▶ Required action 1:
Reproduce the Marquita Lister article word for word, everything from "In April 2011, Lister" down to "a standing ovation.".
▶ Required action 2:
Answer these questions from the Marquita Lister article:
(a) In what city was Lister born?
(b) With which company did she apprentice, and during what years?
(c) What role did she sing at Tanglewood in August 2011?
(Text section begins)
= Marquita Lister =

American operatic soprano (born 1961)

Marquita Lister (born 24 April 1961) is an American operatic soprano. She has sung with major companies in the U.S. and abroad, specializing in the lirico-spinto repertoire. Lister is considered one of the leading interpreters of Bess in Porgy and Bess, having performed the role hundreds of times in companies across the globe, and is particularly known for her portrayals of Aida and Salome, which have become signature roles.

== Early life and education==
Lister was born in Washington, D.C. She attended Western High School before it became the Duke Ellington School for the Performing Arts, and then she transferred to Woodrow Wilson High School from which she graduated. As a teenager, she won several vocal competitions, including the regional Metropolitan Opera Auditions in 1983. She went on to graduate from the New England Conservatory of Music with a Bachelor of Music degree and earned a Master of Music degree from Oklahoma City University, where she studied with famed vocal teacher Inez Silberg. In 1983 she won the regional Metropolitan Opera Auditions.

== Career ==

Lister apprenticed at the Houston Grand Opera (1987–89), and made her mainstage debut with the company as the title heroine in Giuseppe Verdi's Aida in 1992. She went on to sing principal soprano roles at the San Francisco Opera, Portland Opera, Austin Lyric Opera, and the Vancouver Opera among others. She played Bess in a world tour that included performances at the Opéra Bastille in Paris and the La Scala in Milan. She sang Musetta in La bohème at the Arena di Verona Festival, then Bess, yet again, at the Bregenzer Festspiele and New York City Opera, where she won the Diva Award (2002). She also appeared as Bess in New York City Opera's "Live From Lincoln Center" PBS broadcast of Porgy and Bess on March 20, 2002.

Lister has performed Lady Macbeth and Aida at Dresden's Semperoper, Rusalka at Boston Lyric Opera, and Cassandre in Les Troyens at the Amazon Theatre in Brazil. Last summer she again starred as Bess in a concert version of Gershwin's opera at the Hollywood Bowl.

She has performed with world-renowned artists such as Plácido Domingo, Justino Díaz, Frederica Von Stade, Simon Estes, and Sherrill Milnes. She has recorded George Gershwin's Blue Monday and excerpts from Porgy and Bess for Telarc Records with Erich Kunzel and the Cincinnati Pops; "Where the Sunsets Bleed: The Chamber Music of Edward Knight" for Albany Records; and the critically acclaimed Porgy and Bess for Decca, hailed by Opera News as one of the best recordings of 2006.

In April 2011, Lister reprised her signature role of Bess in a concert production with the Akron Symphony. During August 2011, Lister sang the role of Serena in Porgy and Bess at Tanglewood. Also that year, she performed a program of Gershwin classics with Maestro Tovey at the keyboard in Vancouver, Canada and appeared with him and the Vancouver Symphony Orchestra's Mahler extravaganza (MahlerPlus) in the composer's Symphony No. 2 in C minor, Resurrection to a standing ovation.
(Text section ends)
(Supplied entries begins)
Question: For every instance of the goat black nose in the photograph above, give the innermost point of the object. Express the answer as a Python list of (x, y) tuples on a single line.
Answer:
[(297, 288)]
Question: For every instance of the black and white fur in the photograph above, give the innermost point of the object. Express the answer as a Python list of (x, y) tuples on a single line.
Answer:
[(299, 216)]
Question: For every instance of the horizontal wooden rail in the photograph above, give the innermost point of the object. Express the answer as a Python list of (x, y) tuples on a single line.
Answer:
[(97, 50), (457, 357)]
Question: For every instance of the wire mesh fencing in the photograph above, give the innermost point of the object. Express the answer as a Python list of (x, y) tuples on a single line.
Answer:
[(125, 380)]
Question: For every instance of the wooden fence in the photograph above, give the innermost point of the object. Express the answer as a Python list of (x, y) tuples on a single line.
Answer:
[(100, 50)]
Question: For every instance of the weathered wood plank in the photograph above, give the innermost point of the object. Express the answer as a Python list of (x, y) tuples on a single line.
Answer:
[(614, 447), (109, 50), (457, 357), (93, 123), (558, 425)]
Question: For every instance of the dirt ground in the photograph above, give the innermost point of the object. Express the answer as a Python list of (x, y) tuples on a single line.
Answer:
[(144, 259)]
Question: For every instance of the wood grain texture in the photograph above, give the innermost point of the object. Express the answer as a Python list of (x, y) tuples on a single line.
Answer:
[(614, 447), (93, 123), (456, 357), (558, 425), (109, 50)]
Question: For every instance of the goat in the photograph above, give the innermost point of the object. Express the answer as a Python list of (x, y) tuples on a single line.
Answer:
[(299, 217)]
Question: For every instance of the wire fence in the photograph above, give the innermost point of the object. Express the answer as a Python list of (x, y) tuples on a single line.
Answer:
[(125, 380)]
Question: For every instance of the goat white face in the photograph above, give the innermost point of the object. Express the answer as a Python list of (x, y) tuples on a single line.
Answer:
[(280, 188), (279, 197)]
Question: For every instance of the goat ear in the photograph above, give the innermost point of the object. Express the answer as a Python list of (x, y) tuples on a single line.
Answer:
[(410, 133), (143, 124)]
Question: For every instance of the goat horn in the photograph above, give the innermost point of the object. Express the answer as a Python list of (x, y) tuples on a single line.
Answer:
(Supplied entries ends)
▶ Answer 1:
In April 2011, Lister reprised her signature role of Bess in a concert production with the Akron Symphony. During August 2011, Lister sang the role of Serena in Porgy and Bess at Tanglewood. Also that year, she performed a program of Gershwin classics with Maestro Tovey at the keyboard in Vancouver, Canada and appeared with him and the Vancouver Symphony Orchestra's Mahler extravaganza (MahlerPlus) in the composer's Symphony No. 2 in C minor, Resurrection to a standing ovation.

▶ Answer 2:
(a) Washington, D.C.
(b) The Houston Grand Opera, 1987–89.
(c) Serena in Porgy and Bess.